- Opening Delimiter -
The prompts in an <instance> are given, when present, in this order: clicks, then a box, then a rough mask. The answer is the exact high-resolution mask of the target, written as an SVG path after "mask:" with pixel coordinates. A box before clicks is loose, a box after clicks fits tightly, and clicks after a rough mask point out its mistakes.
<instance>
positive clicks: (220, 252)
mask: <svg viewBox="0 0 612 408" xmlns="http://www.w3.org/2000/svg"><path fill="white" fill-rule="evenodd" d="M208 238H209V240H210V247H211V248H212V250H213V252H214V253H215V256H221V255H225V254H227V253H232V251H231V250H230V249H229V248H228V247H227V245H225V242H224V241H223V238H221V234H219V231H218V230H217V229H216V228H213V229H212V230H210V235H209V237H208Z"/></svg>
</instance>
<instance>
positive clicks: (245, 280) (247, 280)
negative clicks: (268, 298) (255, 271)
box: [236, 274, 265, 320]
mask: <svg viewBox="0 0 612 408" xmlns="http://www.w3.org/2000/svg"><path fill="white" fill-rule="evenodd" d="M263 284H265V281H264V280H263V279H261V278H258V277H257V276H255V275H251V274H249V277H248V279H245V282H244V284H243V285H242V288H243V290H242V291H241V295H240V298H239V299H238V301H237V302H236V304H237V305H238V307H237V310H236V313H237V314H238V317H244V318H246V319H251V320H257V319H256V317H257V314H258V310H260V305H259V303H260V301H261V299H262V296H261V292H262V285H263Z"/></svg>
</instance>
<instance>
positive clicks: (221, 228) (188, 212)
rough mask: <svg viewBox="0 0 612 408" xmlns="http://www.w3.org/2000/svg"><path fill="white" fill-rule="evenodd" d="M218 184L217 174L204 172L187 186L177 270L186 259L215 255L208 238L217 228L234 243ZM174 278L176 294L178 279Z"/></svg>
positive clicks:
- Closing Delimiter -
• _WORK ORDER_: Extract every entry above and reproduce each line verbatim, in its original order.

• _TASK RESPONSE_:
The prompts in an <instance> are given, when present, in this order: clicks, then a box, then a rough mask. The answer is the exact high-resolution mask of the target, written as an SVG path after "mask:" with pixel coordinates. A box before clicks is loose, a box after clicks fits tightly, and clicks after a rough mask point out its mistakes.
<instance>
positive clicks: (220, 252)
mask: <svg viewBox="0 0 612 408" xmlns="http://www.w3.org/2000/svg"><path fill="white" fill-rule="evenodd" d="M208 238H209V240H210V247H211V248H212V250H213V252H214V253H215V256H221V255H225V254H227V253H232V251H231V250H230V249H229V248H228V247H227V245H225V242H224V241H223V238H221V234H219V231H218V230H217V229H216V228H213V229H212V230H210V235H209V237H208Z"/></svg>
</instance>
<instance>
positive clicks: (245, 280) (247, 280)
negative clicks: (268, 298) (255, 271)
box: [236, 274, 265, 320]
mask: <svg viewBox="0 0 612 408" xmlns="http://www.w3.org/2000/svg"><path fill="white" fill-rule="evenodd" d="M263 284H265V281H264V280H263V279H261V278H258V277H257V276H255V275H251V274H249V277H248V279H245V282H244V284H243V285H242V288H243V290H242V291H241V295H240V298H239V299H238V301H237V302H236V304H237V305H238V307H237V310H236V313H237V314H238V317H244V318H246V319H251V320H257V319H256V317H257V314H258V310H260V305H259V303H260V301H261V299H262V296H261V292H262V285H263Z"/></svg>
</instance>
<instance>
positive clicks: (221, 228) (188, 212)
rough mask: <svg viewBox="0 0 612 408" xmlns="http://www.w3.org/2000/svg"><path fill="white" fill-rule="evenodd" d="M218 184L217 174L204 172L187 186L177 270L186 259L215 255L208 238L217 228L234 243ZM174 278L176 294L178 279Z"/></svg>
positive clicks:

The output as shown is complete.